** Goal **
Identify each line in the items below that contains the string "green" and copy those lines.

** Provided data **

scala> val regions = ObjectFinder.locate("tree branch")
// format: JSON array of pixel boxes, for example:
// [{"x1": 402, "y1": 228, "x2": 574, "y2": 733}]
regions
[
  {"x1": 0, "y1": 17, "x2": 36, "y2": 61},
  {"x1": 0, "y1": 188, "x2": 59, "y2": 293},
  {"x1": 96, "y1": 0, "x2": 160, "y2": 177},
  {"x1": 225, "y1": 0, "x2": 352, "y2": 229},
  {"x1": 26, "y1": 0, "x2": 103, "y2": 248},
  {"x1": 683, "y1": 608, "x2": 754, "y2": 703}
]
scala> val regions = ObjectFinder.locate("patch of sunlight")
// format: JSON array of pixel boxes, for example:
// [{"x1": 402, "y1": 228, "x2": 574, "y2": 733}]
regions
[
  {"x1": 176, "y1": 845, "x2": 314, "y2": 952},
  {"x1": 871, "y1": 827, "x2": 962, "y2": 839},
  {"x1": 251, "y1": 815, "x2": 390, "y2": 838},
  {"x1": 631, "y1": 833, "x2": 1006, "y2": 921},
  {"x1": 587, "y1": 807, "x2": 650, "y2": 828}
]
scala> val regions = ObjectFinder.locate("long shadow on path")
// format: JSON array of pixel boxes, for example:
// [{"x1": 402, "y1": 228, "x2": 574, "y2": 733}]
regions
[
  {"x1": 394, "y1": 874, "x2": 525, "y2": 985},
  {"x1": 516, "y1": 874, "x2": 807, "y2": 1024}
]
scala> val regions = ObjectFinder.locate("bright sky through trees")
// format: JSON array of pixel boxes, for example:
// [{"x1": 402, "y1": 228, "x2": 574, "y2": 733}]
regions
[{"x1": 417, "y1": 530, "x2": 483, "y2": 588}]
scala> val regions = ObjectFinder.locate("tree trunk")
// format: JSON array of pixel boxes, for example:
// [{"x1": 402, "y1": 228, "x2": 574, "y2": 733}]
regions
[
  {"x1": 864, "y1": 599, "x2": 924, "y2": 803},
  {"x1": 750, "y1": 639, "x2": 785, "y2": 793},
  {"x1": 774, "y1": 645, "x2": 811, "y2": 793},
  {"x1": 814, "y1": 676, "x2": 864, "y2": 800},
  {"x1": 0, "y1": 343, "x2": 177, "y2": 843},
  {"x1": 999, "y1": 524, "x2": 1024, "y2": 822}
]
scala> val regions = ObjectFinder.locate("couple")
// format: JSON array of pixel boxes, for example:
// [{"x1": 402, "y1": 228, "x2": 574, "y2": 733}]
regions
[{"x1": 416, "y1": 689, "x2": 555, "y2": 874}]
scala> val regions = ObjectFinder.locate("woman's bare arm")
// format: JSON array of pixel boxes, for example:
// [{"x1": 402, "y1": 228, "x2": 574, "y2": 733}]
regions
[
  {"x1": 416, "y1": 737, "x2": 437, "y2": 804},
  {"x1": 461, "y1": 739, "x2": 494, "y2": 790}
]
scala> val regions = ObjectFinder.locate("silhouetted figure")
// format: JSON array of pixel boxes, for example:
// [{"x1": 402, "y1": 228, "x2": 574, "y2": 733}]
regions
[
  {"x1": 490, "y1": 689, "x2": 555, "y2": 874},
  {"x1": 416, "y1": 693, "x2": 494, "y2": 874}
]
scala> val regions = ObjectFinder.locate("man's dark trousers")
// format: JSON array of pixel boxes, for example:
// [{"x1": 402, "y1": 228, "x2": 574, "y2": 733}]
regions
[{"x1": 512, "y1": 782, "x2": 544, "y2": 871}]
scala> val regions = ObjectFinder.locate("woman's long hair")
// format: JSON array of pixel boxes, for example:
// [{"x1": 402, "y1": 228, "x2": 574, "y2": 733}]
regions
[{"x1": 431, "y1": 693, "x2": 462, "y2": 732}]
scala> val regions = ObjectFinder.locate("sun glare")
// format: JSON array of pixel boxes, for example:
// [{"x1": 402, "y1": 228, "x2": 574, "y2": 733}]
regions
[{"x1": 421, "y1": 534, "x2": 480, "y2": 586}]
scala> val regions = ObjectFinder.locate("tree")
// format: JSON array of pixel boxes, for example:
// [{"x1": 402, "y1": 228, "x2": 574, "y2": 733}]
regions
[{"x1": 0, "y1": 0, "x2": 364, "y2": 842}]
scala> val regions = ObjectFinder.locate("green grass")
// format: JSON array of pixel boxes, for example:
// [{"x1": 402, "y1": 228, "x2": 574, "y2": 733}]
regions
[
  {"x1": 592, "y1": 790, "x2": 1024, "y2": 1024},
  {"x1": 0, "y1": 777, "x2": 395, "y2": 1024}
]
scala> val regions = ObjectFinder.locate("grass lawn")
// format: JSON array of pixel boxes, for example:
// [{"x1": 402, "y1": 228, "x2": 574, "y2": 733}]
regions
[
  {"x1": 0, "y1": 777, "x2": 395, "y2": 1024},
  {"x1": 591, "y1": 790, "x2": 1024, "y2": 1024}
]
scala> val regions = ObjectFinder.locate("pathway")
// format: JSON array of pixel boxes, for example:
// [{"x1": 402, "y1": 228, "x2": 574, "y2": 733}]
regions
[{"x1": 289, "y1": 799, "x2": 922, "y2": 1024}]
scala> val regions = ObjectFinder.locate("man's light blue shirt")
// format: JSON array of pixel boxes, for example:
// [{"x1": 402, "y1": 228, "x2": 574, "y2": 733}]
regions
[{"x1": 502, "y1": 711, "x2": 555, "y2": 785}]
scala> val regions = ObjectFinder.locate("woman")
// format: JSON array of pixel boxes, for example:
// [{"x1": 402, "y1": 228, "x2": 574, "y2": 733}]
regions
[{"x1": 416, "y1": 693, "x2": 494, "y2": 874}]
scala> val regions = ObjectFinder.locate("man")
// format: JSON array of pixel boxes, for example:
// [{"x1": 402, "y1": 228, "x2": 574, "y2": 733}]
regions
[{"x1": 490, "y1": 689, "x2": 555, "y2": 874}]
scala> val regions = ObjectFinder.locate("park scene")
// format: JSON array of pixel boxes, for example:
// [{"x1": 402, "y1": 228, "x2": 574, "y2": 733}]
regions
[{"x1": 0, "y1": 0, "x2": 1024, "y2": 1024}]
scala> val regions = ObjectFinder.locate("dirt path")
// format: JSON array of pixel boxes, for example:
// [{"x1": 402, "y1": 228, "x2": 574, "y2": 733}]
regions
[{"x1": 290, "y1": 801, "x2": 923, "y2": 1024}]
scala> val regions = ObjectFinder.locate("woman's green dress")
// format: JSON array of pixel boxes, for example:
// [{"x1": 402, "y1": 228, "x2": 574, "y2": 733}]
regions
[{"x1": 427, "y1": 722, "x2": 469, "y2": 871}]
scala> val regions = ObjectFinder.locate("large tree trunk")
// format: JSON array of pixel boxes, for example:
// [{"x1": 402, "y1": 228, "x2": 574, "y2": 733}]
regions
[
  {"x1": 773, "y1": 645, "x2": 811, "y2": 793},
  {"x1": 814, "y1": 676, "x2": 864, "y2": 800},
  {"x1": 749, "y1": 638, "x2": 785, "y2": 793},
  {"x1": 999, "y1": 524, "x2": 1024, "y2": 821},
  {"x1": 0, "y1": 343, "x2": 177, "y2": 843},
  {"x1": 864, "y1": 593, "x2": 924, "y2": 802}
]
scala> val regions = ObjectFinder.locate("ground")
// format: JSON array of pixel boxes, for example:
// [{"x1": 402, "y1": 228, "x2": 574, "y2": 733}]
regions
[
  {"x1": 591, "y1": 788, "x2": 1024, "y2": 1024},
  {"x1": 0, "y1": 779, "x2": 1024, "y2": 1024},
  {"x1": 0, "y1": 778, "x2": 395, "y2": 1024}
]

** Exercise result **
scala> val regions = ObjectFinder.locate("green grass")
scala> val regions = ObjectFinder.locate("woman's green dress")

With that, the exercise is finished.